(DIRECTIVE 1): From the rows below, pull out every line that contains the word "floor", keeping case exactly as given.

***

11 And He Himself gave some to be apostles, some prophets, some evangelists, and some pastors and teachers, 12for the equipping of the saints for the work of ministry, for the edifying of the body of Christ, 13till we all come to the unity of the faith and of the knowledge of the Son of God, to a perfect man, to the measure of the stature of the fullness of Christ; (Eph 4:11-13)

Saints need to be equipped to do the work of ministry.

            As the church is equipped, it will disciple people to become disciple-makers for Jesus.  Paul gives this mandate in Matthew 28:19-20,

19 “Go therefore and make disciples of all the nations, baptizing them in the name of the Father and of the Son and of the Holy Spirit, 20“teaching them to observe all things that I have commanded you; and lo, I am with you always, even to the end of the age.” Amen. (Matt. 28:19-20)

As we make disciples we will reveal our love for one another as Jesus exhorts,

34 “A new commandment I give to you, that you love one another; as I have loved you, that you also love one another.  35 “By this all will know that you are My disciples, if you have love for one another.” (John 13:34-35)

This  brings us back to love.  We are to love one another.  The question is what does that mean?

            There are four words for love in the original language of the New Testament times.  Two of the words are in the New Testament, one is found as a compound word and one is only found in secular literature.

            The first word for love is agapao, which means an unconditional love that depends on the integrity of the subject which loves, not on the object.  It is used of God who “loved” the world.  There was nothing of divine value in the world to love when it was in its fallen state.  Yet, because of the integrity, perfect character of God, He chose to love the world by sending Jesus to die on the cross for the sins of the world. This is the kind of love that gives when there is no desire or affinity to give.  This love gives because it is the godly action, when the human response would be to avoid the object.

            The second word for love is phileo, which means there is a reason for acting in love or an affinity to love.  It’s the love a young man has toward a young woman when they want to be with each other.  The object of the love is attractive, pleasant, intelligent, funny, talented or possesses some other quality that gives reason for expressing the love. 

            The third word for love is found only in a compound form storge, which is used of a familial type love.  It is found as philostorge  i n Romans 12:10 and is translated “brotherly love.”

            The fourth word, which is not found in the New Testament, is eros  and refers to a physical love.  It is the physical relationship between a man and a woman in marriage and also used in all the aberrant forms of ungodliness.

            The reason why this understanding is so important is because of the “one another” passages.  There are 13 passages which contain “love one another.” (John 13:34; 15:12, 17; Rom. 13:8; 1 Thess. 4:9; 1 Pet. 1:22; 1 John 3:11,23; 4:7,11,12; 2 John 1:5) The fact that it is found thirteen times means it must be very important.  But the word used is also very important.

***

(DIRECTIVE 2): According to the passage on love, where is philostorge found, and how is it translated?

***

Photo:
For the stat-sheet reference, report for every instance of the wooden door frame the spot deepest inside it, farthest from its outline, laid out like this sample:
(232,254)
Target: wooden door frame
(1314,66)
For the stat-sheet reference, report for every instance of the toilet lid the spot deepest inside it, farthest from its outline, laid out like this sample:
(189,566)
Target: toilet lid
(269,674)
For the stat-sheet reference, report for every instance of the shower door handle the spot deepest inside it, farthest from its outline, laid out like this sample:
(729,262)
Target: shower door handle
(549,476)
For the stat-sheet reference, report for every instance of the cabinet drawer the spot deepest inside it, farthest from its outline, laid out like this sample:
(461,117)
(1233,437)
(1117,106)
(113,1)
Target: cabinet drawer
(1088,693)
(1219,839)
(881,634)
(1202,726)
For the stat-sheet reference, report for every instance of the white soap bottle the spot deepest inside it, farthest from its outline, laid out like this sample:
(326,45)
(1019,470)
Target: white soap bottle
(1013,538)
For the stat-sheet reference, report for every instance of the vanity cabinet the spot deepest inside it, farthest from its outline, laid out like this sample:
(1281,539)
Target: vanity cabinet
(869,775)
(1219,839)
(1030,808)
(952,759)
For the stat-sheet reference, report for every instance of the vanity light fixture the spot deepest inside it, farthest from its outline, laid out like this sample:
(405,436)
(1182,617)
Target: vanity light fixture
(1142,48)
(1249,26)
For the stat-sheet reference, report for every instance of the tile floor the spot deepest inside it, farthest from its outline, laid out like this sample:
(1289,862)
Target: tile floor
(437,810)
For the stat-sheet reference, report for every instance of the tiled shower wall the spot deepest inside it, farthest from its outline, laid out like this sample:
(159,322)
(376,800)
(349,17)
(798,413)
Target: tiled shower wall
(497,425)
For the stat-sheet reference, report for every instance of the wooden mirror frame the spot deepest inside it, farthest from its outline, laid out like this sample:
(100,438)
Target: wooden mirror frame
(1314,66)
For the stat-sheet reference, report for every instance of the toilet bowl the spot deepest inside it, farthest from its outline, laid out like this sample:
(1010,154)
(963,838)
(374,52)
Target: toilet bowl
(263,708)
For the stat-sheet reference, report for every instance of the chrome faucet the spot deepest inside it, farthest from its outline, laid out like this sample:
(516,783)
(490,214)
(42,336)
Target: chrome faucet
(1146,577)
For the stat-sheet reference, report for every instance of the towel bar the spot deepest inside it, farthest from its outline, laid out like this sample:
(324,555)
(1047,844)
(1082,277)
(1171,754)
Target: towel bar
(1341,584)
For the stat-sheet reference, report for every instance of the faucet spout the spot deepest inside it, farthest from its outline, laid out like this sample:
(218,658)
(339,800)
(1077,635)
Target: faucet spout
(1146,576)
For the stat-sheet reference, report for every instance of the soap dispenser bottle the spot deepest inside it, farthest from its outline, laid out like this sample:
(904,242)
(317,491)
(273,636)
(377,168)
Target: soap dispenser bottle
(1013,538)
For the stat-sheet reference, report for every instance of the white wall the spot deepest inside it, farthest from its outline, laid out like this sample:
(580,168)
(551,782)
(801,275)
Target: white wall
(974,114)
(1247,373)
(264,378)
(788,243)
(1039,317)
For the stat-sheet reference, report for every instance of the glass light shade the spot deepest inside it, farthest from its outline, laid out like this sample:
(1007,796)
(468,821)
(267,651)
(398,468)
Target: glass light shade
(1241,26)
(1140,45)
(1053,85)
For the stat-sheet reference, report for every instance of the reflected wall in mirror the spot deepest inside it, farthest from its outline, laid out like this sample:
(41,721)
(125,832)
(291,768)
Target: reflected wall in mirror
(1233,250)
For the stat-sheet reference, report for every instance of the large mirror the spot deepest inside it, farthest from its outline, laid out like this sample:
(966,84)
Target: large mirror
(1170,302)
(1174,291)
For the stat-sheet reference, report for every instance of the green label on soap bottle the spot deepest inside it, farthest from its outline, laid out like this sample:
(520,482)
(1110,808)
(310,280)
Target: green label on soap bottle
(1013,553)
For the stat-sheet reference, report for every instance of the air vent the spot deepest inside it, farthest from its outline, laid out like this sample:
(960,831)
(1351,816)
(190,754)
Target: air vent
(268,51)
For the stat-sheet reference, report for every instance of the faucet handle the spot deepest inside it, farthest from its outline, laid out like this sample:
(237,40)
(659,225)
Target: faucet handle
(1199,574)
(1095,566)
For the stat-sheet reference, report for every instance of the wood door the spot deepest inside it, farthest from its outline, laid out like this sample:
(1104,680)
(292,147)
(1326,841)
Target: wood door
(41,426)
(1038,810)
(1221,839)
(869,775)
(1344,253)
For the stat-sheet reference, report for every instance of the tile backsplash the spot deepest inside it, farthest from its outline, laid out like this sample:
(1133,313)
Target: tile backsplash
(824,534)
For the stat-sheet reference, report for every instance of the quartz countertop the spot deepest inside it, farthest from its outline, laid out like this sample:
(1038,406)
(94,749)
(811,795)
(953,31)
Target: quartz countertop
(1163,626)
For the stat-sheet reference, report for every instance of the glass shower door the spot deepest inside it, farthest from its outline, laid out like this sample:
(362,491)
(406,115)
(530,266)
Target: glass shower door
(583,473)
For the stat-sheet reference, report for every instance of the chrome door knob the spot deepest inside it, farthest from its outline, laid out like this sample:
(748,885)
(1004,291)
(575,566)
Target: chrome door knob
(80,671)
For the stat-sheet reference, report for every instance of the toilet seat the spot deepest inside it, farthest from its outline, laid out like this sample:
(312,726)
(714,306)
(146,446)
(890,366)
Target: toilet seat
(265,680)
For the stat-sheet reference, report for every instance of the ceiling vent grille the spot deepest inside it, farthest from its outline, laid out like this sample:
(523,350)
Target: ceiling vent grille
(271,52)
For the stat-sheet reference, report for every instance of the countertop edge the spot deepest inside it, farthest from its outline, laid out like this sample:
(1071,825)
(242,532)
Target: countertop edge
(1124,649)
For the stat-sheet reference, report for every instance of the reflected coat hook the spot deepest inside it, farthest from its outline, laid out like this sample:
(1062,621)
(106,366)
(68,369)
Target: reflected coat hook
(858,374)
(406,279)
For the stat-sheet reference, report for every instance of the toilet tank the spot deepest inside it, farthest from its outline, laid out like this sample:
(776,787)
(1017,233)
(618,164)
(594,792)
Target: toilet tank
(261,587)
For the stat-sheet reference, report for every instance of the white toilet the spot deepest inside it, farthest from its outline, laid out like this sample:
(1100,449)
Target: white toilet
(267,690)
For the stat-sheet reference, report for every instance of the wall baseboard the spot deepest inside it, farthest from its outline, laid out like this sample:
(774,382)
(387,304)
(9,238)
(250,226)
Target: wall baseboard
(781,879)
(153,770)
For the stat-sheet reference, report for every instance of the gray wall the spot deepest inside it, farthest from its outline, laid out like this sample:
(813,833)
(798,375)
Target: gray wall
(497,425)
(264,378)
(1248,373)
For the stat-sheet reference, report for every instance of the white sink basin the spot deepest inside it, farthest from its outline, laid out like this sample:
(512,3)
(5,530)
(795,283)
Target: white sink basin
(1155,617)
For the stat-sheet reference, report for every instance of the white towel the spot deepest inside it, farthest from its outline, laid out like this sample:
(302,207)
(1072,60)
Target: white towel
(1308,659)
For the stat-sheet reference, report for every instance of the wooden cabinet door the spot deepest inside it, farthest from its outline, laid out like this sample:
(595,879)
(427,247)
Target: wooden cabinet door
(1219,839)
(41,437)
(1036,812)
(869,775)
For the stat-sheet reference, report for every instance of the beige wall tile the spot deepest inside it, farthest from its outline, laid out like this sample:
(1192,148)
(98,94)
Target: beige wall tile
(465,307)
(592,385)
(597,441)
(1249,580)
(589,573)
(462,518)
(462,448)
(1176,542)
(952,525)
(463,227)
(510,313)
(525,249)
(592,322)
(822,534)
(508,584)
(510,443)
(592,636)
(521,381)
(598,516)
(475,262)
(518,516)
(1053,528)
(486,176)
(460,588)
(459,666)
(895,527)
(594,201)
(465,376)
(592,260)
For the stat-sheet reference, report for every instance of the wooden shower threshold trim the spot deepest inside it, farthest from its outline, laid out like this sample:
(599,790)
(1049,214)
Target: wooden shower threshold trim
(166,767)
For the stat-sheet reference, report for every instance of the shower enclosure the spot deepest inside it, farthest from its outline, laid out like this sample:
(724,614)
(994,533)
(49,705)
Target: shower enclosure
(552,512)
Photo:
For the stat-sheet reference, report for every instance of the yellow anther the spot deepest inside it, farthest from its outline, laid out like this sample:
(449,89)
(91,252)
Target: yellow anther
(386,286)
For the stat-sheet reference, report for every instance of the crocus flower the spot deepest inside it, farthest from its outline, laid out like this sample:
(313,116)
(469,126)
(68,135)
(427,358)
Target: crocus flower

***

(SOLUTION 1):
For the stat-sheet reference, report for every instance of the tile floor the spot deepest inside it, farthest from its outline, laid out like this sample:
Target: tile floor

(SOLUTION 2): It is found in Romans 12:10 and is translated "brotherly love."